* _Directions_: Can you rewrite the items below, from the line that contains "As a warehouse robot's perception module, locate finger in" through the line that contains "238,190,331,311", inclusive, as a Markdown table with a Row column for the row number and a Line column for the line, leaving out blank lines?

........

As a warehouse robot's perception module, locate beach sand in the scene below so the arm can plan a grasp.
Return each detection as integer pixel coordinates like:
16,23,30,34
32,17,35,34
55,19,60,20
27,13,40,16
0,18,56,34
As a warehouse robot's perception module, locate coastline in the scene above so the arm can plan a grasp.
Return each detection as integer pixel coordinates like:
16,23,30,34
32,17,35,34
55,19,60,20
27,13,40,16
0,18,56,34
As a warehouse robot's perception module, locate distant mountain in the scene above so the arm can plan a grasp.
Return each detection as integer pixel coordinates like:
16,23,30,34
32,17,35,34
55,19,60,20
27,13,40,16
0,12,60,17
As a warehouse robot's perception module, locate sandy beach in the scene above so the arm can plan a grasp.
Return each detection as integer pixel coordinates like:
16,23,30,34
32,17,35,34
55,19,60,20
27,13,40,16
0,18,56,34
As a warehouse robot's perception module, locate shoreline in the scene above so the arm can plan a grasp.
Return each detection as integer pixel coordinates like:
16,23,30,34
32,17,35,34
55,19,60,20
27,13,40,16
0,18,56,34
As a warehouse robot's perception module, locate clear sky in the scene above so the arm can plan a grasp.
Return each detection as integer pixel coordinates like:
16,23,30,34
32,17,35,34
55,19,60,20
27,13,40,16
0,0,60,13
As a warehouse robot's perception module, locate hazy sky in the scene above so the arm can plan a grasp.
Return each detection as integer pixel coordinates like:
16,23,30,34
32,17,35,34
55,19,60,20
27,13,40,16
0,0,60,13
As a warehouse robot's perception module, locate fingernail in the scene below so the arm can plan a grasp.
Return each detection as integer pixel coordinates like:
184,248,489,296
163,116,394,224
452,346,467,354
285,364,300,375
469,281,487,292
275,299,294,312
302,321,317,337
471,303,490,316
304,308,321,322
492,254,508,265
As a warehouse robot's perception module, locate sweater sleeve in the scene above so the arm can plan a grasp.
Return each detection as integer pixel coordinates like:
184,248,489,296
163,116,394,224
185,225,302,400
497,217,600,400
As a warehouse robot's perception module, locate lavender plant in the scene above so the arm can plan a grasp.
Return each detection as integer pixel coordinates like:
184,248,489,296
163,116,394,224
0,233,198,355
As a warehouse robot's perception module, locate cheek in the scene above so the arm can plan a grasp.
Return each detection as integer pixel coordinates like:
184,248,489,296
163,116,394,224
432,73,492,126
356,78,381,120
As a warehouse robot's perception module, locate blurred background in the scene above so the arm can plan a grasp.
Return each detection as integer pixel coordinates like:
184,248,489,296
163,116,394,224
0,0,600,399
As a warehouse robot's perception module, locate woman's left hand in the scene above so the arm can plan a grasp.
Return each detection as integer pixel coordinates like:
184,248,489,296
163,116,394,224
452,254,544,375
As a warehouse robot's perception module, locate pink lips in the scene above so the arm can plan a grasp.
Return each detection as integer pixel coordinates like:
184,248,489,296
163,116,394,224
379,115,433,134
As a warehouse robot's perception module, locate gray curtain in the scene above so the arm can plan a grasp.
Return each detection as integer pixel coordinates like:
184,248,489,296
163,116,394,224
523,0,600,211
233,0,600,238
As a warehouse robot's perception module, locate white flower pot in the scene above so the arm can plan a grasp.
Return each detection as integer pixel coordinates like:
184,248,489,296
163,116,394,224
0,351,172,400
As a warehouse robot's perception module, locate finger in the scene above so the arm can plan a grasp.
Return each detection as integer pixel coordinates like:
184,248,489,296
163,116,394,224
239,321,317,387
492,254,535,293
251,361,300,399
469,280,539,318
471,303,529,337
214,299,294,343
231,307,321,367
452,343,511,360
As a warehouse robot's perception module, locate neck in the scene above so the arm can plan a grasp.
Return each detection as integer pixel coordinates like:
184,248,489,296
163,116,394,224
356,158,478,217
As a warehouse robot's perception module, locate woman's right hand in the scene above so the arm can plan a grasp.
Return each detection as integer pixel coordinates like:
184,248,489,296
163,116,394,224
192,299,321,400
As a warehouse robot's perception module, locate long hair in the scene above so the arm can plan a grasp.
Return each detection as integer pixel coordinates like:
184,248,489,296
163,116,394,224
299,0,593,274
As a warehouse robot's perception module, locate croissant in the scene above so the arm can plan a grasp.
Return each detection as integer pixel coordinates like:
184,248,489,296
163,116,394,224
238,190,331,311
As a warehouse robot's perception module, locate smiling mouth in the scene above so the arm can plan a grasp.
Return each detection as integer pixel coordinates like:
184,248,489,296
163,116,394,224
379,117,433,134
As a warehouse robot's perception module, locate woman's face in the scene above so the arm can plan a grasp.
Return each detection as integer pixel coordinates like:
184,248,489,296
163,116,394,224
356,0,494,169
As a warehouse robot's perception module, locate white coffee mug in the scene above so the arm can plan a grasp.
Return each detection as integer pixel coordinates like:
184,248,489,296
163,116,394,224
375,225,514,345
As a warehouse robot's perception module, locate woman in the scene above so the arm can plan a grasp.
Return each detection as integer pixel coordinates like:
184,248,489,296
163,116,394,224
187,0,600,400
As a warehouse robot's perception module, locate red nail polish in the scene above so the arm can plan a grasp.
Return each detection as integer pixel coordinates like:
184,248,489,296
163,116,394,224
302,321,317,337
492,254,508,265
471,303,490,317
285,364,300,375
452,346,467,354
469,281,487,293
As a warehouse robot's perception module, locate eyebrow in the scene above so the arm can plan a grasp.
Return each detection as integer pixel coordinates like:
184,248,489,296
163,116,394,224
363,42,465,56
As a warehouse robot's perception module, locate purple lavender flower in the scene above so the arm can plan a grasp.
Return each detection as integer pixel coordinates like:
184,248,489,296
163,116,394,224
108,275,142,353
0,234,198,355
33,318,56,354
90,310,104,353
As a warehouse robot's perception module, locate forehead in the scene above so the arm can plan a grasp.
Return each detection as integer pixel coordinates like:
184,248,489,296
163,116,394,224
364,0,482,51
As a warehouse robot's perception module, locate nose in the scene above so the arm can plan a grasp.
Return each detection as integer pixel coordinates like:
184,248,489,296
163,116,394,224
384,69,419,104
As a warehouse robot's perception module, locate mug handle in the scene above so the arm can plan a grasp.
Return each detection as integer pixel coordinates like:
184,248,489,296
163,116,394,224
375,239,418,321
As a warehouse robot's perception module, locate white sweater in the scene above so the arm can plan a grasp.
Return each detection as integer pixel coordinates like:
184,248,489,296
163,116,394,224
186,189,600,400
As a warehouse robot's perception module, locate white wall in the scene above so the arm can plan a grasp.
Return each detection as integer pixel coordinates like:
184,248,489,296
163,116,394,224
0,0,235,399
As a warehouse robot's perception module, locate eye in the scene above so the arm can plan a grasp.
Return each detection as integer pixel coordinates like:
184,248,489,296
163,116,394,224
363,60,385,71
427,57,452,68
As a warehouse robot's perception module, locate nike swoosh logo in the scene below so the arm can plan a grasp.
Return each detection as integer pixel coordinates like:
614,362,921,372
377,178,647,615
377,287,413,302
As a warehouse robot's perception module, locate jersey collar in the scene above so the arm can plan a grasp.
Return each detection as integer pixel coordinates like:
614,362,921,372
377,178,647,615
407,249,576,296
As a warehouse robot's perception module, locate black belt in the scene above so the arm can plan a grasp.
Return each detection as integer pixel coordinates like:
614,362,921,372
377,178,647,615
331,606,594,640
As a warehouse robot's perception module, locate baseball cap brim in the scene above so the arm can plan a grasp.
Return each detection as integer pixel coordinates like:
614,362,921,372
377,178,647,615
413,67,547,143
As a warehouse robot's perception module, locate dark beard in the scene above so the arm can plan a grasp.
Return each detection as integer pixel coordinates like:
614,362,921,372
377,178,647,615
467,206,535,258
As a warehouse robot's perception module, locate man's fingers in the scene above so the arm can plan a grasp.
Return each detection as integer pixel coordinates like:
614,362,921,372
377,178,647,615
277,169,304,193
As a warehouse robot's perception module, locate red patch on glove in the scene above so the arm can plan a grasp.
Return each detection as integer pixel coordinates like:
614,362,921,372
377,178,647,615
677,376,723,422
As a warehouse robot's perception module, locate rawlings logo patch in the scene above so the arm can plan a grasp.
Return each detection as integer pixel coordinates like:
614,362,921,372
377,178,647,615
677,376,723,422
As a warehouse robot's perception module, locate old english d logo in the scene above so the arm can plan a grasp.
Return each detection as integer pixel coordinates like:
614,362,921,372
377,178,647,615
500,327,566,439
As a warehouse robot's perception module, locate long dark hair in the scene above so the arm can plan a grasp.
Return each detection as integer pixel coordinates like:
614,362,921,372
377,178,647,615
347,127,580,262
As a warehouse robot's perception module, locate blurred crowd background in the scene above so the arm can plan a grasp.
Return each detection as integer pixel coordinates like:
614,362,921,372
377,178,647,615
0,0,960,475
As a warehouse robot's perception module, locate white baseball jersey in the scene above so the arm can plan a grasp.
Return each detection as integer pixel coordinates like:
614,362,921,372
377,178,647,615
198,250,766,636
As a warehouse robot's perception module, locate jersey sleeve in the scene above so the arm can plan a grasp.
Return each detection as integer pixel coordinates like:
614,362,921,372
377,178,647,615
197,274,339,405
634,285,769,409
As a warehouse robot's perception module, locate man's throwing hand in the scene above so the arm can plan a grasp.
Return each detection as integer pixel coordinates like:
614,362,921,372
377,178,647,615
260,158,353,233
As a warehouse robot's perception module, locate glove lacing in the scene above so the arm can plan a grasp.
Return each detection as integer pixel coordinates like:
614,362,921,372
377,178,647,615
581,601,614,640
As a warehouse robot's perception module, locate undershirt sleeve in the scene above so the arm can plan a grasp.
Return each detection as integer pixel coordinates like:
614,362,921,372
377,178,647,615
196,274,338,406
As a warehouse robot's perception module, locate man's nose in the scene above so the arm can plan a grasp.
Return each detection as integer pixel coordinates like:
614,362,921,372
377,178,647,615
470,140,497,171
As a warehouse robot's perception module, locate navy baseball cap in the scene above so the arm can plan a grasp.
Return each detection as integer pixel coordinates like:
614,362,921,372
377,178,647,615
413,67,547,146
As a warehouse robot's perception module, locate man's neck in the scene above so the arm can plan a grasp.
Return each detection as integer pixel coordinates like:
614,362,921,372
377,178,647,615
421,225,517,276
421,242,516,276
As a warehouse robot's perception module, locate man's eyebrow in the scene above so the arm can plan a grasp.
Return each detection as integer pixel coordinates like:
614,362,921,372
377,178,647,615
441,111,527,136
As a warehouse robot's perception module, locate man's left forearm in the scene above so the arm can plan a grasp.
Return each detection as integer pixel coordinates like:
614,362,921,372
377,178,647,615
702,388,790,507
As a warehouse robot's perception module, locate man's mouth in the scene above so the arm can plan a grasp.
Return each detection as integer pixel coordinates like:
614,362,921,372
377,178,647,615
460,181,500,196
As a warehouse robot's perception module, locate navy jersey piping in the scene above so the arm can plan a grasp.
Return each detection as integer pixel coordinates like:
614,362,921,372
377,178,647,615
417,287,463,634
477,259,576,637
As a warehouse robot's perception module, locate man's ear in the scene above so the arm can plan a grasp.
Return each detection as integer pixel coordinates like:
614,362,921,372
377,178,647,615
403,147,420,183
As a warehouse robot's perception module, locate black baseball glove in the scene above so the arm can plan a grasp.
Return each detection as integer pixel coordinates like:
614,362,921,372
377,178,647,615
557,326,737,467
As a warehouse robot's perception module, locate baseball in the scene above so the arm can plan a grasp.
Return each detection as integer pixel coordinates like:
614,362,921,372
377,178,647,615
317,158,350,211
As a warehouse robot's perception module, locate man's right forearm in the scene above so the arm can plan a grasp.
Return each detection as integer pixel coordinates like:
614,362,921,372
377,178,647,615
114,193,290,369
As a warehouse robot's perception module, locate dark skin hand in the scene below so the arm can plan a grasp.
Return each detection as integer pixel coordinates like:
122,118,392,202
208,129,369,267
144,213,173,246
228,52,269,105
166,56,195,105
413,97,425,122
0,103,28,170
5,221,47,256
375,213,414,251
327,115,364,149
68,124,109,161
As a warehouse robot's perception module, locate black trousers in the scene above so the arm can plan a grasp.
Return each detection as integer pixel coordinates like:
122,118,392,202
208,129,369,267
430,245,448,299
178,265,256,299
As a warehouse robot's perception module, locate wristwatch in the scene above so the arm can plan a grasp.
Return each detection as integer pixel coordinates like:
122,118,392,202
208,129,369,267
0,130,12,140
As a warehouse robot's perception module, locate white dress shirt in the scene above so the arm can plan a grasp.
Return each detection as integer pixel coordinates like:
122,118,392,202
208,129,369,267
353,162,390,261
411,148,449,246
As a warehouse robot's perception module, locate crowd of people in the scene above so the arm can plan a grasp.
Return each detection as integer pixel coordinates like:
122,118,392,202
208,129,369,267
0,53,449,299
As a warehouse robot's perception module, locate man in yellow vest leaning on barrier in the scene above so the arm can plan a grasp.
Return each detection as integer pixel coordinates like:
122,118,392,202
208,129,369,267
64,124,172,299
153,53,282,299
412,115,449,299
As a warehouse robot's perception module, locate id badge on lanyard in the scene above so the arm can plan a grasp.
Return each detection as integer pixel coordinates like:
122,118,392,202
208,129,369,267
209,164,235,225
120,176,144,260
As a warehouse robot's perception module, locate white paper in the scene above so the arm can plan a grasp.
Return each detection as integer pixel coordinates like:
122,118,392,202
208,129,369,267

........

* _Problem solution_:
| Row | Line |
|---|---|
| 1 | As a warehouse robot's perception module, locate finger in the scene above so the arm can plan a grasp. |
| 2 | Return each detection as integer pixel coordinates like: |
| 3 | 184,248,489,296 |
| 4 | 163,116,394,224 |
| 5 | 239,321,317,387 |
| 6 | 492,254,535,293 |
| 7 | 251,361,300,399 |
| 8 | 469,280,539,318 |
| 9 | 471,303,529,337 |
| 10 | 214,299,294,343 |
| 11 | 231,307,321,367 |
| 12 | 452,343,511,360 |
| 13 | As a warehouse robot's perception module, locate neck in the scene above so the arm can plan a grasp. |
| 14 | Return each detection as integer pixel coordinates like: |
| 15 | 184,248,489,296 |
| 16 | 163,116,394,224 |
| 17 | 356,158,478,217 |
| 18 | As a warehouse robot's perception module, locate woman's right hand in the scene above so the arm can plan a grasp. |
| 19 | Return each detection as integer pixel coordinates like: |
| 20 | 184,248,489,296 |
| 21 | 163,116,394,224 |
| 22 | 192,299,321,400 |
| 23 | As a warehouse robot's perception module, locate long hair in the scene above so the arm can plan a grasp. |
| 24 | Return each detection as integer pixel coordinates like: |
| 25 | 184,248,489,296 |
| 26 | 163,116,394,224 |
| 27 | 299,0,593,274 |
| 28 | As a warehouse robot's perception module, locate croissant in the scene above so the arm can plan a grasp. |
| 29 | Return each detection as integer pixel coordinates like: |
| 30 | 184,248,489,296 |
| 31 | 163,116,394,224 |
| 32 | 238,190,331,311 |